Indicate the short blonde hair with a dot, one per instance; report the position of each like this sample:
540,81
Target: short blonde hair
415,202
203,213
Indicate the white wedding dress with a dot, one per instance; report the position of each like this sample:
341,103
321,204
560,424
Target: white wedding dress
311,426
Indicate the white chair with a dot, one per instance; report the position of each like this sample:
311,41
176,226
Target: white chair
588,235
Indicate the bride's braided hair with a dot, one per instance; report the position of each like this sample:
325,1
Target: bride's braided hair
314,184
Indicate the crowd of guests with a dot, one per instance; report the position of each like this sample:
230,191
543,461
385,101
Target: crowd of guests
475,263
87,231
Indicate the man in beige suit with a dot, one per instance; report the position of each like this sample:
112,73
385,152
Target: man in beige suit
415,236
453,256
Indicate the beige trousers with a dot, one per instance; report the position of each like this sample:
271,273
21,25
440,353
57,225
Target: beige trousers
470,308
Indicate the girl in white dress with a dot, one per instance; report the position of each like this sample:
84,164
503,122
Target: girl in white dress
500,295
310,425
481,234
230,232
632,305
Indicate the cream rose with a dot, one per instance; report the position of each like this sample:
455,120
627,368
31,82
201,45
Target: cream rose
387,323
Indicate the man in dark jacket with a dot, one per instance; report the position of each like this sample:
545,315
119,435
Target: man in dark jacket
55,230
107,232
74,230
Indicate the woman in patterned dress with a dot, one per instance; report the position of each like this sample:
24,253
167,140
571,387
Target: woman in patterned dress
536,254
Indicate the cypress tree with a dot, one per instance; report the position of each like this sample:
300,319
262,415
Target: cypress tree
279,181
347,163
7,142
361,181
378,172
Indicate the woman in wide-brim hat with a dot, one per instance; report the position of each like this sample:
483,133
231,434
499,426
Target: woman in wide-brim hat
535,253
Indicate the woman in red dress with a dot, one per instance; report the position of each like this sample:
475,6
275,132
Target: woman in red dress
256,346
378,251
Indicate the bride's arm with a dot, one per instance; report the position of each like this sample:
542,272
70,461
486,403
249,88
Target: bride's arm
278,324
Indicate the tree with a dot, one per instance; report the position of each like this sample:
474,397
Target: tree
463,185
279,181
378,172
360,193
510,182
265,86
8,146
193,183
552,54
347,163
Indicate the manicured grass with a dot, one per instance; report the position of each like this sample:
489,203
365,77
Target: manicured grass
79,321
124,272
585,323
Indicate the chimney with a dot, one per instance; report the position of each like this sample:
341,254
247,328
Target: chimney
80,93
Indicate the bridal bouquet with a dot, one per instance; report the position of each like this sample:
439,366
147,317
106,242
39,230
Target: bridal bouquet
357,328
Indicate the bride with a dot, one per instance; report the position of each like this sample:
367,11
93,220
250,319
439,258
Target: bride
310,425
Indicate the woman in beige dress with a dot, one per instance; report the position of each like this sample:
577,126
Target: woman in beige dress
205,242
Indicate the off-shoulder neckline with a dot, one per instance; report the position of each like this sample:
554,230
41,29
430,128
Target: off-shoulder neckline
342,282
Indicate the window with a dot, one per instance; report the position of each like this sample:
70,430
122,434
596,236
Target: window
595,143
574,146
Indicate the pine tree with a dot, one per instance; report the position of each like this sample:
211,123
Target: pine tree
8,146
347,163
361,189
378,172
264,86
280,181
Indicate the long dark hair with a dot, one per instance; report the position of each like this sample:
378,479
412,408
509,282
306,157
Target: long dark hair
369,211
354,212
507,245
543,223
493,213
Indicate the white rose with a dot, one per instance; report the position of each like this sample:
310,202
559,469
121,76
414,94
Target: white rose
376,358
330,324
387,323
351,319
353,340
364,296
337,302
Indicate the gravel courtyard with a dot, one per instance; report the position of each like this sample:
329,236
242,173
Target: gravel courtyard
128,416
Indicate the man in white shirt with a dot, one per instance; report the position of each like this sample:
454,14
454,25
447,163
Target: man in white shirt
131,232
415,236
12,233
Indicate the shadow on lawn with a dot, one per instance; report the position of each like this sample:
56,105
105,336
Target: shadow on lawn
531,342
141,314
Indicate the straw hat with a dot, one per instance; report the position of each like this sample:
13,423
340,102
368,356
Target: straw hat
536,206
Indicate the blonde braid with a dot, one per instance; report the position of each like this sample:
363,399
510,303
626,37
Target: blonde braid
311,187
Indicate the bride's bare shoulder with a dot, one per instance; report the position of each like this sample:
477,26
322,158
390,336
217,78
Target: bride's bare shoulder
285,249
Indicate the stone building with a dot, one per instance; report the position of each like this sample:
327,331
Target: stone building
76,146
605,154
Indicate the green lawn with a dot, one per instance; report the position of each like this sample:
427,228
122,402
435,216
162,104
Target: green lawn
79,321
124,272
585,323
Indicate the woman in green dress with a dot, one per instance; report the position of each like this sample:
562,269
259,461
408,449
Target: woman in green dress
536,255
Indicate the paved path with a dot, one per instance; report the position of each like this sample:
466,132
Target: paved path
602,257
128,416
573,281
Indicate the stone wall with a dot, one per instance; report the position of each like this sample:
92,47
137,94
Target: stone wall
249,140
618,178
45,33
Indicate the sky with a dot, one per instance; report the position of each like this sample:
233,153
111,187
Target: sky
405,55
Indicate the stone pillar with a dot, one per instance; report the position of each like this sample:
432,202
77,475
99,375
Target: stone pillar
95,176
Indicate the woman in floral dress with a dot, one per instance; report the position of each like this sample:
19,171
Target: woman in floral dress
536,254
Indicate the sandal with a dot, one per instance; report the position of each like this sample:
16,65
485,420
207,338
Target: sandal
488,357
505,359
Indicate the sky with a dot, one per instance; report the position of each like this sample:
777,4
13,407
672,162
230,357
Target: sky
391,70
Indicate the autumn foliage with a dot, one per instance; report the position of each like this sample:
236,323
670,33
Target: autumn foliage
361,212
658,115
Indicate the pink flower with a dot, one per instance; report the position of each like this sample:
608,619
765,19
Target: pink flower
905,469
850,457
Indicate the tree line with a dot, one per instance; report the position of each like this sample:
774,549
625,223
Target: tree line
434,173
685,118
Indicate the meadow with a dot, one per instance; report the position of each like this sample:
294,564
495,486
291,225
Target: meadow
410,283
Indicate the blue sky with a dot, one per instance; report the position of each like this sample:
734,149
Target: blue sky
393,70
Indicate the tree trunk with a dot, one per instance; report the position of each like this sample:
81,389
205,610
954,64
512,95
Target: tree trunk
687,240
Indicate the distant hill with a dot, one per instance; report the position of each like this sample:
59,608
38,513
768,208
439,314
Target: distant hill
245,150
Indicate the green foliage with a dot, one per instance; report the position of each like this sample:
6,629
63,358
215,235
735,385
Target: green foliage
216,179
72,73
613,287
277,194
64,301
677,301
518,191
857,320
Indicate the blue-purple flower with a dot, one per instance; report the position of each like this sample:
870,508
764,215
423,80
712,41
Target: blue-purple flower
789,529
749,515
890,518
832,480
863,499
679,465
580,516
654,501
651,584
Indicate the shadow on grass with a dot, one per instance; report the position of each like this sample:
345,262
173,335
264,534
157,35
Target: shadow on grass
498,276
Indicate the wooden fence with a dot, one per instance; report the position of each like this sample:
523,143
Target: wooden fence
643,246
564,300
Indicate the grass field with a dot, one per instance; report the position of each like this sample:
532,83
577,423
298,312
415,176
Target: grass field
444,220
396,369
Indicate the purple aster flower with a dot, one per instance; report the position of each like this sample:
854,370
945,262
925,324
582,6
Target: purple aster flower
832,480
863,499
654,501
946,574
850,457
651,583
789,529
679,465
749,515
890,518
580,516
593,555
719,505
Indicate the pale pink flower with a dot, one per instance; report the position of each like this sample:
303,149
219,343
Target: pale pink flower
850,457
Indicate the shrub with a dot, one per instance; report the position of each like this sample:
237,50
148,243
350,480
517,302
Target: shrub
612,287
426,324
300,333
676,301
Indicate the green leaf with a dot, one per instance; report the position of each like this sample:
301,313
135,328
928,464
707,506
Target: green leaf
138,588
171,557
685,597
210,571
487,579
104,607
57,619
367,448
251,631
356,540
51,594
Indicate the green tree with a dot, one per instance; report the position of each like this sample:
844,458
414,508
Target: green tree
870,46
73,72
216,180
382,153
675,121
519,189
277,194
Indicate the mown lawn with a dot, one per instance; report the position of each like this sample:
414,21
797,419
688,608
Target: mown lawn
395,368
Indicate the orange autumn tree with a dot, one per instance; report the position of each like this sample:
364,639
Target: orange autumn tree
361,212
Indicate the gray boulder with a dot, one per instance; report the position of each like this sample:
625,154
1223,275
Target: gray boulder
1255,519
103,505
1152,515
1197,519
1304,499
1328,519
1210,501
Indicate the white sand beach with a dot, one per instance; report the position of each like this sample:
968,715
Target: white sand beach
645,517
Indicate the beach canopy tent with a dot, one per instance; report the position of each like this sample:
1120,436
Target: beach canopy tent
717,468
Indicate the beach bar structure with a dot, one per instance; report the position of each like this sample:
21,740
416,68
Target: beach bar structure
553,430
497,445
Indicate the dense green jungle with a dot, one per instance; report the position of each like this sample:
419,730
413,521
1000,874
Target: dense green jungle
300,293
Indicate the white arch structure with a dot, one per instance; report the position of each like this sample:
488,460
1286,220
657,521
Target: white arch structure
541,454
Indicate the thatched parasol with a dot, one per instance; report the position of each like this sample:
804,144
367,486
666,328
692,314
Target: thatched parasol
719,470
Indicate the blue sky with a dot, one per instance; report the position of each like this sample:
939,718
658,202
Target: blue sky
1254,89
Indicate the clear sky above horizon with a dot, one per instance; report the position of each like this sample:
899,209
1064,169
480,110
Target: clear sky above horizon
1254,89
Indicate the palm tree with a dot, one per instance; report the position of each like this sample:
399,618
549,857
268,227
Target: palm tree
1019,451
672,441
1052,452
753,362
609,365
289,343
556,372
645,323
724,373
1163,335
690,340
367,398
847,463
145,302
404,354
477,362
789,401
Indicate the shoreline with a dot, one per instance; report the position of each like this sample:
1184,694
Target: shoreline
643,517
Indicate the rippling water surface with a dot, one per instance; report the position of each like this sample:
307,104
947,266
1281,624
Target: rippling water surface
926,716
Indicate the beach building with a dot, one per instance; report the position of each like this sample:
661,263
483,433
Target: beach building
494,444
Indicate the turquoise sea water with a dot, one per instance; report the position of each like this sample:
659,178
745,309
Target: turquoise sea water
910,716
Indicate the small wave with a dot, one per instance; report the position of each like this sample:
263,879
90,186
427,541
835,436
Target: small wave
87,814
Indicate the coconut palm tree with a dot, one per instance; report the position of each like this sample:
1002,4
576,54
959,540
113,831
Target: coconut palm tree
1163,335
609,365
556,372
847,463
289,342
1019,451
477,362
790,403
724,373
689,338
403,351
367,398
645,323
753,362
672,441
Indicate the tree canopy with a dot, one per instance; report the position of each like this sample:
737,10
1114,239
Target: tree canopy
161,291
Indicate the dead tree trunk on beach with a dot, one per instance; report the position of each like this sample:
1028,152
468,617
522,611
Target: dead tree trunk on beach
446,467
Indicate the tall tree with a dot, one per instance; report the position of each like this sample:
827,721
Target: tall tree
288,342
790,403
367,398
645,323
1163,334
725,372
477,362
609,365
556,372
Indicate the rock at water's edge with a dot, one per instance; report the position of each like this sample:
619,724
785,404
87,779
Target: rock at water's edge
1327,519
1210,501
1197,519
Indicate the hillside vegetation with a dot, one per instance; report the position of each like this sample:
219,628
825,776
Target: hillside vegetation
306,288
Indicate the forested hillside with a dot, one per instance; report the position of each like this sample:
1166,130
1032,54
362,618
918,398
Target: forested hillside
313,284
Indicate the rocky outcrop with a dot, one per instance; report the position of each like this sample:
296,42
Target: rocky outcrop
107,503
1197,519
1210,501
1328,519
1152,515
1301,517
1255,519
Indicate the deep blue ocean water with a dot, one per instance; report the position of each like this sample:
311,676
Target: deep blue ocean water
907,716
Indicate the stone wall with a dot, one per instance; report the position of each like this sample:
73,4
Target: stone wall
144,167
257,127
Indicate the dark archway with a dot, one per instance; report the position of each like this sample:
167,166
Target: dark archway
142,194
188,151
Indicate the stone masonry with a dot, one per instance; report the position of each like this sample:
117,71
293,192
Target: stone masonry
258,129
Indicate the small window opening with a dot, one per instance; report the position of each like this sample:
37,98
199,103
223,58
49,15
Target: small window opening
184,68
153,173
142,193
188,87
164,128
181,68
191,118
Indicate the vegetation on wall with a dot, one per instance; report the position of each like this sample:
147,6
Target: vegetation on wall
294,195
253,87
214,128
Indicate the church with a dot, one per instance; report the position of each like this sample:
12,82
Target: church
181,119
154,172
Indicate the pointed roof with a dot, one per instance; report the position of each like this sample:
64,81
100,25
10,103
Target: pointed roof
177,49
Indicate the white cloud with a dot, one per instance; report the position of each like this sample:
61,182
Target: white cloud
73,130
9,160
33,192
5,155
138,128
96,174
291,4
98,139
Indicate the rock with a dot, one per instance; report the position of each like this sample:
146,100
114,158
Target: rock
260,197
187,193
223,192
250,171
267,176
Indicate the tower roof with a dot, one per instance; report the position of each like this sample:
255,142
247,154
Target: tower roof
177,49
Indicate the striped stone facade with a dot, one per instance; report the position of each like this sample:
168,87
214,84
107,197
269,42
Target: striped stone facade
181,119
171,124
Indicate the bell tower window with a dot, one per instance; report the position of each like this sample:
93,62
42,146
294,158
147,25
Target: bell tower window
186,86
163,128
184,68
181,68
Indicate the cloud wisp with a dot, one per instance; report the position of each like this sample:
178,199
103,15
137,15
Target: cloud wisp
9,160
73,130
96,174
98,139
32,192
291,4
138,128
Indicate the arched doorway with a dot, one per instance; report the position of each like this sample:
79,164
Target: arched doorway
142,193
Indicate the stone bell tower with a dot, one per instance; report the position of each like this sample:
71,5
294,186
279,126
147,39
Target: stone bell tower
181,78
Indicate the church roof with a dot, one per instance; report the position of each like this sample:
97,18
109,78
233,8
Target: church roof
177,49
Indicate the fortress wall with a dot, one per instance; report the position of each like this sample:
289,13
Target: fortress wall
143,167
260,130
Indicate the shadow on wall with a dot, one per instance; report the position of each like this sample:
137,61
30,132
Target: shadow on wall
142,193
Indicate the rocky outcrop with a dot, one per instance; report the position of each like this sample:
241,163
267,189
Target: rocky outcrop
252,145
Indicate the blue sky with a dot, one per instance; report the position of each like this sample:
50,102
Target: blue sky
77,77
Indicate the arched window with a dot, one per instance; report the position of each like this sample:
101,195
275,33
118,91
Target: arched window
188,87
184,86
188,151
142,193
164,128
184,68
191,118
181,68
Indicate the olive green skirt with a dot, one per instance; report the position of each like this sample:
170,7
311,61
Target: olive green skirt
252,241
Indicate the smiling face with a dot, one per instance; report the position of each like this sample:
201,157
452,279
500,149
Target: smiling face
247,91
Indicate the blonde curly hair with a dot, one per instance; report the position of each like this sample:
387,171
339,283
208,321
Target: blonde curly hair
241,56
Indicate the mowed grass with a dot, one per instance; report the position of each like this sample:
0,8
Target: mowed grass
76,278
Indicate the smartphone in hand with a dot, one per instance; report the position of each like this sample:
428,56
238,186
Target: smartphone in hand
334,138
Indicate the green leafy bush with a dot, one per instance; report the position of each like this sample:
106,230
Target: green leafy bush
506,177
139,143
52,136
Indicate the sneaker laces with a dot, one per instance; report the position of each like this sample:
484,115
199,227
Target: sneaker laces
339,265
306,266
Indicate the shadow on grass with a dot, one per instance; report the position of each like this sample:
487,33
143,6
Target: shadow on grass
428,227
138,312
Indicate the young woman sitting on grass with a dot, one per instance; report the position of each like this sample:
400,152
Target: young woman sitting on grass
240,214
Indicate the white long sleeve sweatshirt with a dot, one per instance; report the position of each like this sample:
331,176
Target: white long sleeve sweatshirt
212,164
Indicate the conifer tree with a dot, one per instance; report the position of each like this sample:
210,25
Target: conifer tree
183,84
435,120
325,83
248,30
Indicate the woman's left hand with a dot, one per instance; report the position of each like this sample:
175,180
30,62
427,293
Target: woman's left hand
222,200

★ ★ ★

◆ Instructions for the task: Copy out exactly the lines from the line with "Indicate the young" to the end of the listing, including both of those lines, and give nothing else.

◆ Final result:
Indicate the young woman sitting on grass with a dot, one per instance; report the position of each like this sample:
400,152
Target: young woman sitting on grass
240,214
Indicate the white long sleeve sweatshirt with a dot, one per instance; report the position of each like this sample:
331,176
Target: white long sleeve sweatshirt
212,164
Indicate the conifer tree with a dot, one per instance; report the position of each like this sample:
210,25
Target: conifer tree
183,84
435,120
325,83
248,30
Indicate the woman's left hand with a dot, one per instance; report the position of each like this sample:
175,180
30,62
427,293
Target: woman's left hand
222,200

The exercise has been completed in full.